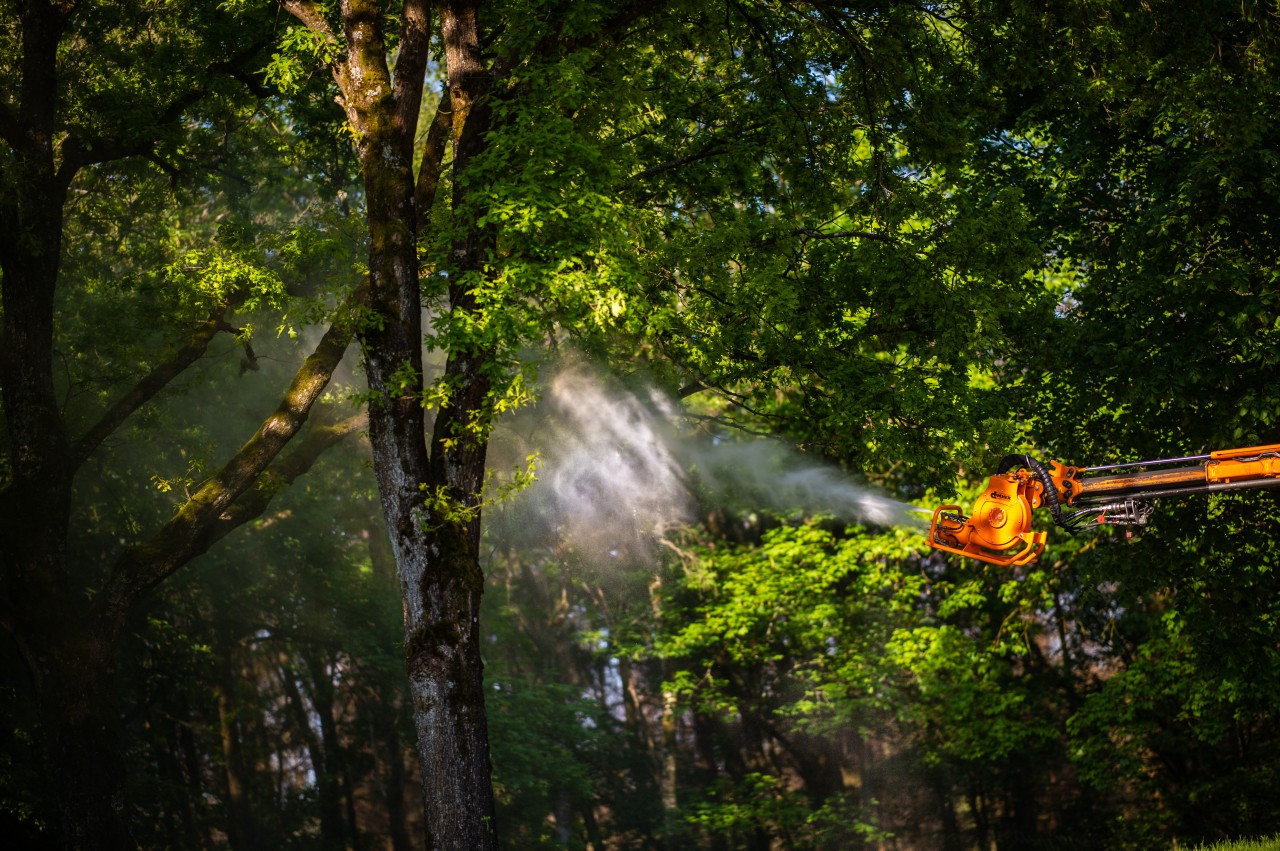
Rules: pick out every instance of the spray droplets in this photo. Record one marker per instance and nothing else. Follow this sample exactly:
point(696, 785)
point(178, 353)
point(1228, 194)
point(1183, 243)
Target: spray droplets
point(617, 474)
::::::::
Rewrite these lines, replacing "spray droplets" with "water droplets" wherever it occurs and keeping everything else the same. Leave the pictures out.

# SOLUTION:
Rules: pick out every instance of the water droplets in this photo. Record one marker per instance and nothing else. Follow this sample exactly:
point(696, 785)
point(178, 353)
point(1228, 194)
point(1183, 243)
Target: water droplets
point(617, 474)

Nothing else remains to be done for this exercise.